• **Exercise brief**: Report each line of the entries that includes "black" by copying it.
Records supplied START
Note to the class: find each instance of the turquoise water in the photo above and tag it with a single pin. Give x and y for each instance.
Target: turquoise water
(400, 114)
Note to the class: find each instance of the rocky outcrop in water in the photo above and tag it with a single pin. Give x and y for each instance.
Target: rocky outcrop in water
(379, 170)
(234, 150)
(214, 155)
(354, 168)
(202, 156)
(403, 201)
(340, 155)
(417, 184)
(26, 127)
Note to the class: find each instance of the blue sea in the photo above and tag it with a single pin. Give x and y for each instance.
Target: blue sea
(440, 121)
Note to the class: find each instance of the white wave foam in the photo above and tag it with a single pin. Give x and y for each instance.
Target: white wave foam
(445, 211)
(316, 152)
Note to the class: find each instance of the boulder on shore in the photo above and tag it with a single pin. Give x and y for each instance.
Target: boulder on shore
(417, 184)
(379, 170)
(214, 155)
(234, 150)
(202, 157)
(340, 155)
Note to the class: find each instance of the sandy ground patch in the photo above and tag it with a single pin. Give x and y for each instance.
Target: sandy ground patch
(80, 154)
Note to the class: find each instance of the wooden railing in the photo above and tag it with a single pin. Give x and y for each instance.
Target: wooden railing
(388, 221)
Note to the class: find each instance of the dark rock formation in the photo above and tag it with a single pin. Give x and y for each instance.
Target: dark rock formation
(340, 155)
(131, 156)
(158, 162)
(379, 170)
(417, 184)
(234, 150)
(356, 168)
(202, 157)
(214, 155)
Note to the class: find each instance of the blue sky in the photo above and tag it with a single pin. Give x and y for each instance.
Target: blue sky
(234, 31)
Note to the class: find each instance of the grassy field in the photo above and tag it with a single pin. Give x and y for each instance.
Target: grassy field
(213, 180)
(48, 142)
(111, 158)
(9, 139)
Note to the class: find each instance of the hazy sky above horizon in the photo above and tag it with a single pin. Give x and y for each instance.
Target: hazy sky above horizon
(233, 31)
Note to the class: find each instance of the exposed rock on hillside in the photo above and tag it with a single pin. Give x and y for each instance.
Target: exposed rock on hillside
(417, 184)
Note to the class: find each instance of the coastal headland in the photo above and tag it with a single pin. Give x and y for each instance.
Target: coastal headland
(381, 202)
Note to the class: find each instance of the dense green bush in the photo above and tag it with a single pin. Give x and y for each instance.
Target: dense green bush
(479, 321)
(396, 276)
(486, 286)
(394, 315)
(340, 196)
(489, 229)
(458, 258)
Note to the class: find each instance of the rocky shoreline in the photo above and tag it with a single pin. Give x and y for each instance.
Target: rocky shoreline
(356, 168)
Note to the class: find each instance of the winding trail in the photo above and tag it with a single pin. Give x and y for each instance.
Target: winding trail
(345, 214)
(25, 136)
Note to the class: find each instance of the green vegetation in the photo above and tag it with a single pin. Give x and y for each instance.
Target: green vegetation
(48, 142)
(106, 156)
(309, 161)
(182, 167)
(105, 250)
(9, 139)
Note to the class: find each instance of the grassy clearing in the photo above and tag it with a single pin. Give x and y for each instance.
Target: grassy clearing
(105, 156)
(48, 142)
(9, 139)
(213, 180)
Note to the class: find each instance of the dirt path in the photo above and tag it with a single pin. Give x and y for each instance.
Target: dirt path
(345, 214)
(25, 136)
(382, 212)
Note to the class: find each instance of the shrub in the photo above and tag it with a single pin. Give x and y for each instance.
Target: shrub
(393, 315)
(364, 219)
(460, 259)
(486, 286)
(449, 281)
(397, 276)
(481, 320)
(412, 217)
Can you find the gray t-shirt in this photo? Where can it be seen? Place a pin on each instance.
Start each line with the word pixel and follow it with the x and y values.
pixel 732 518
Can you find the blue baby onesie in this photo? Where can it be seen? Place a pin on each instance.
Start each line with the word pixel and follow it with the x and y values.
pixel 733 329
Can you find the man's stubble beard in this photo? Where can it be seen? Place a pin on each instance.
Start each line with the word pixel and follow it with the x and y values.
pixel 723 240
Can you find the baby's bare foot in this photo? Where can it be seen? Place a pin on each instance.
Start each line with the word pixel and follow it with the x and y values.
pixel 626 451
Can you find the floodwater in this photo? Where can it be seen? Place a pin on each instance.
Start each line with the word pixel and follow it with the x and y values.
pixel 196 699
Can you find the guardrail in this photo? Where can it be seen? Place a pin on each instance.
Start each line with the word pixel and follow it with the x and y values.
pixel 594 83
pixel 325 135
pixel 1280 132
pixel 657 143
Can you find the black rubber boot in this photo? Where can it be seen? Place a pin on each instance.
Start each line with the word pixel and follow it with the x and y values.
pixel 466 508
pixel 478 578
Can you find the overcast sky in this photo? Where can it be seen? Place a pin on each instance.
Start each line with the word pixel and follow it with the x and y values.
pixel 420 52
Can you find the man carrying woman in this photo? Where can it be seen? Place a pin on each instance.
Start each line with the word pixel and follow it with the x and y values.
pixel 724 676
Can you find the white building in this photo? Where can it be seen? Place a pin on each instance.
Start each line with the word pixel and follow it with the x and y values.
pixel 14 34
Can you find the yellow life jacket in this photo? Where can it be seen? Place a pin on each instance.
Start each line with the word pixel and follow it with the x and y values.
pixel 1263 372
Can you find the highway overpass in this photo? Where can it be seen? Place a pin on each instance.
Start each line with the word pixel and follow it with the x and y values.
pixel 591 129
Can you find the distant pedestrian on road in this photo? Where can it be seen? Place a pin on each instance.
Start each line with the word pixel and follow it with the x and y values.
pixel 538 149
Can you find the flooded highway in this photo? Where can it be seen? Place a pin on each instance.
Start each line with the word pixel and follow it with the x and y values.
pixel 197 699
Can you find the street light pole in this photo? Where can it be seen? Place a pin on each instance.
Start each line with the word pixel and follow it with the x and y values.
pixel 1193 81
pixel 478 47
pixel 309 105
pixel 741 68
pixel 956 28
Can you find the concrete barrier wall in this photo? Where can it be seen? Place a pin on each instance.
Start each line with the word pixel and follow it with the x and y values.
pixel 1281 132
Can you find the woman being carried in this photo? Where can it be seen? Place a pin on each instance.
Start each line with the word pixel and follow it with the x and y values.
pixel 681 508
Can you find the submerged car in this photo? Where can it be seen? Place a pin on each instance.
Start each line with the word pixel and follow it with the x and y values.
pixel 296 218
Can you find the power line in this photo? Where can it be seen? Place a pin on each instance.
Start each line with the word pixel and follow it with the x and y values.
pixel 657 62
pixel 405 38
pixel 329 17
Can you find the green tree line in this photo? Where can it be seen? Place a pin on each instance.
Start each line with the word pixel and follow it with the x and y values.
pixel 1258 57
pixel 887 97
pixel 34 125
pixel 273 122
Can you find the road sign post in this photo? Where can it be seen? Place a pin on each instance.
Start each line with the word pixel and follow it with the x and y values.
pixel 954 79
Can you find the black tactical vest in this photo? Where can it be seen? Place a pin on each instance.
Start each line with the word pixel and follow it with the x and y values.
Records supplied END
• **Exercise answer**:
Can you find the black rubber boot in this photo? Where can it be seen? Place a pin on each instance.
Can you find the black tactical vest in this photo? Where can it be seen? Place a pin on each instance.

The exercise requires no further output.